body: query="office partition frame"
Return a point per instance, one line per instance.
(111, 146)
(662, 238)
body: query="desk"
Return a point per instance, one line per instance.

■ Task goal
Scan the data for the word "body" and copy every line where it shows up.

■ Answer area
body: query="office partition frame"
body: query="desk"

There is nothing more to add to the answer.